* **What this task involves**
Each line below should be quoted exactly, please.

(Pointing and labeling entries)

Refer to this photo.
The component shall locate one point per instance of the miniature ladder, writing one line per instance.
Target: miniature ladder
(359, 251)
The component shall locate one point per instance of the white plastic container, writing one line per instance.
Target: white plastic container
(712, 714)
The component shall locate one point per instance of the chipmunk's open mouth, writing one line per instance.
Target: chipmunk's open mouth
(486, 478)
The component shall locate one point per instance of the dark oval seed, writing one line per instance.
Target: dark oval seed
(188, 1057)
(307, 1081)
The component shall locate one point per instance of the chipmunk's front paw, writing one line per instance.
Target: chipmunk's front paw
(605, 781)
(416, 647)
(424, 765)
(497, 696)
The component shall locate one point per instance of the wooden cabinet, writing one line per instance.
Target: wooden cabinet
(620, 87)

* **Reply to the task**
Refer to this photo.
The component shall locate one point per instance of the miniature ladder, writing one line per instance.
Target: miniature ladder
(359, 251)
The component shall locate one point per instance of the white plastic container, writing one line per instance.
Target: white plastic container
(712, 714)
The component shall locate one point per instance of the chipmunk's open mouth, writing one line per instance.
Target: chipmunk's open mouth
(486, 478)
The component shall locate one point per instance of the dark oval seed, writing one line per instance.
Target: dark oval seed
(188, 1057)
(307, 1081)
The component shall locate one point per instance of the chipmunk's front paw, writing one line per instance.
Target: chipmunk's front paw
(605, 781)
(416, 647)
(424, 765)
(497, 696)
The component shall locate one point per instance of the wooden cabinet, writing one line per instance.
Target: wooden cabinet
(620, 87)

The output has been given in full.